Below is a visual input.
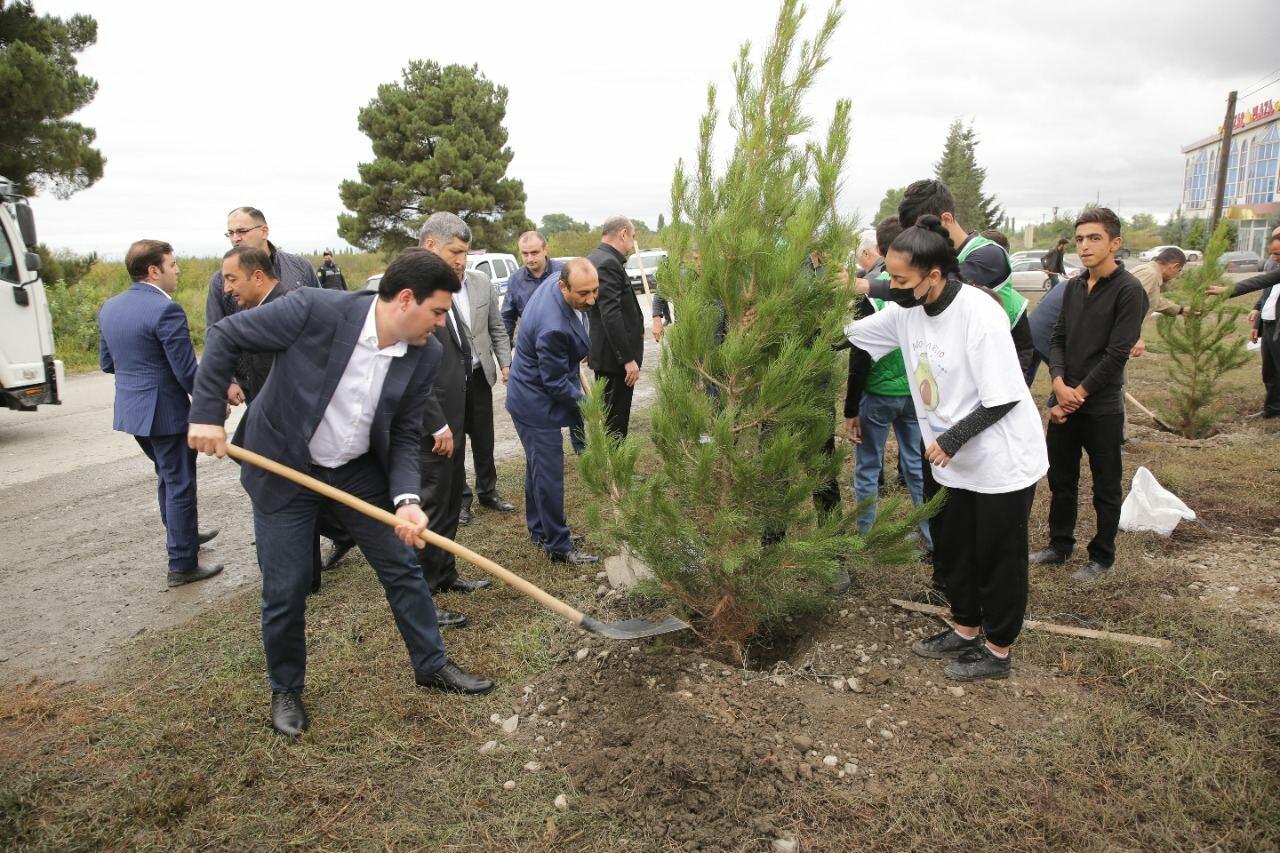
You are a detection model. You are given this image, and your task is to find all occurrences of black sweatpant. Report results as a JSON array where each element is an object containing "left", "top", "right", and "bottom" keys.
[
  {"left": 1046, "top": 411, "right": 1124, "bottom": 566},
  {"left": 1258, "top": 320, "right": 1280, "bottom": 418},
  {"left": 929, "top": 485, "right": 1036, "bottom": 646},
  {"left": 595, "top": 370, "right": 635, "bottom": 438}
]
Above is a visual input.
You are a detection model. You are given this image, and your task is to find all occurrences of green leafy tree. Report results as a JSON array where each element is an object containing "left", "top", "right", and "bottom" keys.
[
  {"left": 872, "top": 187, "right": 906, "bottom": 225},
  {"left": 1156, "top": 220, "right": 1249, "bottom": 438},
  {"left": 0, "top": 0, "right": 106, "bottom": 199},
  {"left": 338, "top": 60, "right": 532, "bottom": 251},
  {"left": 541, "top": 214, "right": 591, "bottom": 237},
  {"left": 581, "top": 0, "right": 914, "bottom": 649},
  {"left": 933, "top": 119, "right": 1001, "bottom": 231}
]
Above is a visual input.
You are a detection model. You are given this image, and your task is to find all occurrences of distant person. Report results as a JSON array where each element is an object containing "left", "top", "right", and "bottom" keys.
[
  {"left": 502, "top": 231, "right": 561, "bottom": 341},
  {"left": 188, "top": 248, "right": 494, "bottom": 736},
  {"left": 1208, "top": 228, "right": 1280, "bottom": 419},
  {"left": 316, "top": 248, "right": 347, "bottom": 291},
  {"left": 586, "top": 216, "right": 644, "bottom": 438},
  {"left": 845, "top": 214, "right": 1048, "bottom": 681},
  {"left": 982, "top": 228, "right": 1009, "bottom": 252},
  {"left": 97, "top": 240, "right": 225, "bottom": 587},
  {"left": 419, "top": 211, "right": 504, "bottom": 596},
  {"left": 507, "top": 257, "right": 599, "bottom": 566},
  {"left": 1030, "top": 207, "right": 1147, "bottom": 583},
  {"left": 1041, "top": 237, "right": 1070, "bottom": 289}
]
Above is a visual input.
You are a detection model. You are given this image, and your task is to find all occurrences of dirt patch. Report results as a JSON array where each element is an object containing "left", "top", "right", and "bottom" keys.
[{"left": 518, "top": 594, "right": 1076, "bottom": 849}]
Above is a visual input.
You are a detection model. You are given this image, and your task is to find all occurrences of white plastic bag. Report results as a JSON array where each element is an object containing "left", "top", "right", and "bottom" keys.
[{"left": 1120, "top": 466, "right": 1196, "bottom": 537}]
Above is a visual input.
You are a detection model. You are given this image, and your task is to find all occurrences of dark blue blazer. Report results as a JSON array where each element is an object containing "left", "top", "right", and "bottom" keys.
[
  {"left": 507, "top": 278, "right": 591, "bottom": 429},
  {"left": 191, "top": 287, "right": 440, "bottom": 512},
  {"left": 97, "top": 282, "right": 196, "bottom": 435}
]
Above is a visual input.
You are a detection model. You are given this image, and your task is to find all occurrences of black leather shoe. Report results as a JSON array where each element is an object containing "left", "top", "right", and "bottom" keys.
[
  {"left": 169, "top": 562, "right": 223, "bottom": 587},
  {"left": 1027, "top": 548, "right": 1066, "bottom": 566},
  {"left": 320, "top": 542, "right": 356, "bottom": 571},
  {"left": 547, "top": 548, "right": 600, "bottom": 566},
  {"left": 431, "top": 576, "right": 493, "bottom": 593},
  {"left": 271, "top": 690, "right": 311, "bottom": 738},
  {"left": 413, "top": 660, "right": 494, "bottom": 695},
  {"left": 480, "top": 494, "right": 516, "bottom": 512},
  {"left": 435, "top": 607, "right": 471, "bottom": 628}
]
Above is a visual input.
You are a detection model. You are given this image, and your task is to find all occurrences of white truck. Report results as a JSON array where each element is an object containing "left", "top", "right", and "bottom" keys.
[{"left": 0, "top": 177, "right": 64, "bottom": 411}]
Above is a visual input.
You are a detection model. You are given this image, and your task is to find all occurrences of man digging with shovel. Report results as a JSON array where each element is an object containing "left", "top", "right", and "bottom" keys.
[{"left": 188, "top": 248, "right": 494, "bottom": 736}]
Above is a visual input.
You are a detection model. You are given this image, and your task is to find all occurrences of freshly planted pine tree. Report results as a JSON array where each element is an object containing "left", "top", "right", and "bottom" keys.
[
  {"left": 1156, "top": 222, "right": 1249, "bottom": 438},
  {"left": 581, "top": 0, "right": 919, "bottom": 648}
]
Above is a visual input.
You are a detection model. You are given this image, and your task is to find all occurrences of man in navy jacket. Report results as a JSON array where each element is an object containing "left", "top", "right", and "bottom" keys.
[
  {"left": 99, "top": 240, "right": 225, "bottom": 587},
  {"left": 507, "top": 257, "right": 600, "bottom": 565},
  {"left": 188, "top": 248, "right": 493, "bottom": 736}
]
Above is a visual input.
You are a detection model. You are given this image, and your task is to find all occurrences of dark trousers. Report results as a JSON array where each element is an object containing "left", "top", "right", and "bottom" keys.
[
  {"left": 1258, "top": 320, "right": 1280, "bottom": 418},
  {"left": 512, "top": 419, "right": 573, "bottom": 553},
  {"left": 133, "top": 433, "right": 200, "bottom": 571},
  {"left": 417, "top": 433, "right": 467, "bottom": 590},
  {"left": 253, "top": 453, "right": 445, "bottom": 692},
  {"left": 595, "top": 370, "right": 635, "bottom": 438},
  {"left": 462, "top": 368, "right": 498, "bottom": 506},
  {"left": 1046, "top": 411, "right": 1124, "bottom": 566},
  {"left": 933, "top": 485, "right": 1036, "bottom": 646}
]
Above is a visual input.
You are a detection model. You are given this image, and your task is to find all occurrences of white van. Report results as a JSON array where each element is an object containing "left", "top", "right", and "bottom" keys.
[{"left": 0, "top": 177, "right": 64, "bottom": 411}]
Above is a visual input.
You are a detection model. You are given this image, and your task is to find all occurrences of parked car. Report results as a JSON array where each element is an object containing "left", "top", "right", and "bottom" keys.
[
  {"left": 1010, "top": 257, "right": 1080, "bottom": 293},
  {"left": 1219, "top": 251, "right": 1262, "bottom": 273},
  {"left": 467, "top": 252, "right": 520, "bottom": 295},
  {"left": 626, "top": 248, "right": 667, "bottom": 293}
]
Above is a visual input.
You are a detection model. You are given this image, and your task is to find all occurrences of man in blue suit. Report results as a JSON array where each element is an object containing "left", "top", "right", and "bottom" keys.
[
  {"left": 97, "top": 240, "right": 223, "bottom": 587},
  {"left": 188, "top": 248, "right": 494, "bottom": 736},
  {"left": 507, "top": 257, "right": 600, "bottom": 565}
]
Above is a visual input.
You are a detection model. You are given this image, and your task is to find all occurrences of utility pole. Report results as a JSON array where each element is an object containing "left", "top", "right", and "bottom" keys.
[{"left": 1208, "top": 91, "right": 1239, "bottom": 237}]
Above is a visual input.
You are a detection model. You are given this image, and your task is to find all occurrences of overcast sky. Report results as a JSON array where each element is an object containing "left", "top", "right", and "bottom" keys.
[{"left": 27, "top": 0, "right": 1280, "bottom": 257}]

┄┄┄┄┄┄

# Written task:
Pull out every line of the data above that contains the word "white", and copy each such line in full.

# Full response:
You are a detection model. You are given this image, and your task is to find all occurrences of white plastic bag. Report results as a JSON array where each element is an object containing "left", "top", "right", and "bottom" keys.
You are a detection model. You are given this image, and your task is to find all occurrences of white truck. Report results as a JSON array where each element is an object containing "left", "top", "right", and "bottom" keys.
You are a detection model. You are given this image, and your task is to find all occurrences of white van. Report results as a JSON array where each element is an object containing "left", "top", "right", and "bottom" keys.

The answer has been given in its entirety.